▸ **Written problem**:
Express every line of the rows below as a JSON list of strings, one string per line, with blank lines left out. Do not include any pictures in your answer.

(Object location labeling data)
━━━━━━

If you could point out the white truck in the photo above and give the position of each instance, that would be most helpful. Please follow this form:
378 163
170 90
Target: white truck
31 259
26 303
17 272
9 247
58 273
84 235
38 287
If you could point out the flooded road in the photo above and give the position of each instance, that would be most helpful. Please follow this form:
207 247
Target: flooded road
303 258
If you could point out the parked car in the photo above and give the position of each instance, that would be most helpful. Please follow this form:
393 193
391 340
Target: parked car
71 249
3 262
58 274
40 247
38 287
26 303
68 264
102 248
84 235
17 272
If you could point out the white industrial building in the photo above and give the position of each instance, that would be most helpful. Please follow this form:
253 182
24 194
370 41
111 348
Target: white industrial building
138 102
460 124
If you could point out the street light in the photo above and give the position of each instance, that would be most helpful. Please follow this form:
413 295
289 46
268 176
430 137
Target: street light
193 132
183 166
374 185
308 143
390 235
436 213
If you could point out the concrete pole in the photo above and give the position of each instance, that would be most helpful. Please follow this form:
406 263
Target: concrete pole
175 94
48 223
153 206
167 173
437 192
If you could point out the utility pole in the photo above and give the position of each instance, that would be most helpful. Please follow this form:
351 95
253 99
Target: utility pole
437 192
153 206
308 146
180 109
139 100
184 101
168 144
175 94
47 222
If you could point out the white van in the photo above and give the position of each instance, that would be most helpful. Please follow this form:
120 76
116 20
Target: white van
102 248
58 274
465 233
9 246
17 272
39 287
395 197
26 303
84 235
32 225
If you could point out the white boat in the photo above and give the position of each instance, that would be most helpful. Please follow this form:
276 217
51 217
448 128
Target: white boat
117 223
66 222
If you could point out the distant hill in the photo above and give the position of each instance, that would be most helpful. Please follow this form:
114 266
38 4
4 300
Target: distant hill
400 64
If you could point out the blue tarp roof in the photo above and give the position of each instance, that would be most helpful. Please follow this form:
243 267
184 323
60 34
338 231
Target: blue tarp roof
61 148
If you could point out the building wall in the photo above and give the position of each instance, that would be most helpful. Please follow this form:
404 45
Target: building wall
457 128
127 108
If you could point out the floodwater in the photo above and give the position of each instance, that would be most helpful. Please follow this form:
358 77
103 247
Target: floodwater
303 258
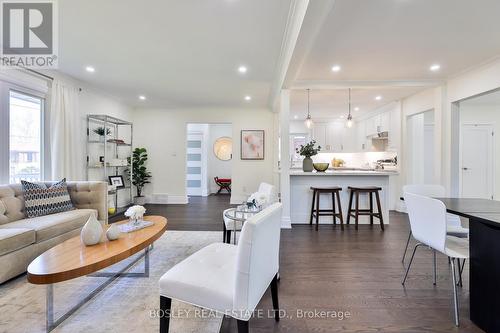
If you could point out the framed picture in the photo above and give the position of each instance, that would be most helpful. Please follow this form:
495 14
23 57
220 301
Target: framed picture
252 144
116 181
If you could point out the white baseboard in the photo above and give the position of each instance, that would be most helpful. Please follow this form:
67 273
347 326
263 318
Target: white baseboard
164 199
286 223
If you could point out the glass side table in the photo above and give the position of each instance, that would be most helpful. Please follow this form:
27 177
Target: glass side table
239 215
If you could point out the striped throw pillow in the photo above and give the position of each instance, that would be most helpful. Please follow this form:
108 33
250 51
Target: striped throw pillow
40 200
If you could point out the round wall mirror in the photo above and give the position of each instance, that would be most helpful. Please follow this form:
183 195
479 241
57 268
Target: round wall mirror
223 148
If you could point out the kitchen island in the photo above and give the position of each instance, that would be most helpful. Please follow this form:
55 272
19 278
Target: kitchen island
301 194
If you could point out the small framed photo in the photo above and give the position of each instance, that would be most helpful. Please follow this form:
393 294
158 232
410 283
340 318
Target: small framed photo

━━━━━━

▸ **Solution for this exercise**:
[
  "If you could point out the white truck in the photo above and give the position of each instance, that would be most helpful. Please follow this form:",
  "378 163",
  "170 90",
  "Target: white truck",
  "31 259",
  "26 303",
  "17 272",
  "9 247",
  "58 273",
  "84 235",
  "38 287",
  "If you could point out the flooded road in the photo above and give the position of each instance, that would be most helpful. Please follow this form:",
  "207 247",
  "Target: flooded road",
  "303 258",
  "If you could point out the parked car in the photo above and give the position of each instance, that would be most helpful. Please follow this form:",
  "393 193",
  "391 340",
  "Target: parked car",
  "71 249",
  "3 262",
  "58 274",
  "40 247",
  "38 287",
  "26 303",
  "68 264",
  "102 248",
  "84 235",
  "17 272",
  "If you could point out the white industrial building in the photo above and give the position of each instance, that would be most helpful. Please follow this form:",
  "253 182",
  "24 194",
  "370 41",
  "111 348",
  "Target: white industrial building",
  "138 102",
  "460 124",
  "If you could point out the street light in the photo above and give the position of each instance, that would be most helpful. Please follow this form:",
  "413 295",
  "289 46",
  "268 176",
  "430 137",
  "Target: street light",
  "193 132",
  "183 166",
  "374 185",
  "308 143",
  "390 235",
  "436 213",
  "If you could point out the concrete pole in the photo above and give the position of each instance, that would be most helpful. Please follow this form:",
  "406 263",
  "Target: concrete pole",
  "175 94",
  "48 223",
  "153 206",
  "167 173",
  "437 192",
  "If you could point out the utility pole in the photo above and give the position of each instance, that would be most helpful. Please follow this form:",
  "351 95",
  "253 99",
  "Target: utility pole",
  "437 192",
  "153 206",
  "308 146",
  "180 109",
  "139 100",
  "184 101",
  "168 144",
  "175 94",
  "47 222",
  "If you could point out the white van in the photo above and give the position of each instance, that would be most helpful. Please follow this form:",
  "120 76",
  "116 20",
  "Target: white van",
  "102 248",
  "58 274",
  "465 233",
  "9 246",
  "17 272",
  "39 287",
  "395 197",
  "26 303",
  "84 235",
  "32 225",
  "If you could point out the white boat in the photo above and give the position of each instance, that would be most helpful. Please follow this form:",
  "276 217",
  "51 217",
  "448 128",
  "Target: white boat",
  "117 223",
  "66 222",
  "If you could point out the distant hill in the photo above and give the position of each instance, that would be most helpful. Please follow this form:",
  "114 266",
  "38 4",
  "4 300",
  "Target: distant hill",
  "400 64",
  "If you could point out the blue tarp roof in the photo above and give the position of each instance, that would be most helpful. Please follow this form:",
  "243 267",
  "184 323",
  "60 34",
  "338 231",
  "Target: blue tarp roof",
  "61 148",
  "If you could point out the building wall in the photo above and give the position of each instance, that would be most helpful. Please follow this form:",
  "404 45",
  "Target: building wall",
  "457 128",
  "127 108",
  "If you could point out the floodwater in the photo above and give the position of each instance, that would be most helpful. Please follow this form:",
  "358 77",
  "103 247",
  "Target: floodwater",
  "303 258",
  "If you could point out the framed picture in the photo above and give the position of each instance, that would be most helpful. Please follow this form:",
  "495 14",
  "23 57",
  "220 301",
  "Target: framed picture",
  "252 144",
  "116 181",
  "If you could point out the white baseboard in the photo above and give the position of each instance, that would be most helpful. Please follow this form:",
  "67 273",
  "347 326",
  "263 318",
  "Target: white baseboard",
  "164 199",
  "286 223",
  "If you could point out the glass side table in the photo above and give the position of each instance, that would be most helpful. Please follow this form:",
  "27 177",
  "Target: glass side table",
  "239 215",
  "If you could point out the striped throw pillow in the photo above and give the position of each instance, that would be most helpful. Please follow this form:",
  "108 33",
  "250 51",
  "Target: striped throw pillow",
  "40 200",
  "If you could point out the round wall mirror in the photo above and give the position of each instance, that would be most helpful. Please follow this form:",
  "183 195",
  "479 241",
  "57 268",
  "Target: round wall mirror",
  "223 148",
  "If you could point out the kitchen island in the photo above and give the position of each instance, that would be most helpful. Please follow this form:",
  "55 272",
  "19 278",
  "Target: kitchen island",
  "301 194",
  "If you could point out the small framed photo in the photo above and give the position of each instance, that would be most helpful. Please follow this form:",
  "393 294",
  "158 232",
  "410 283",
  "340 318",
  "Target: small framed photo"
]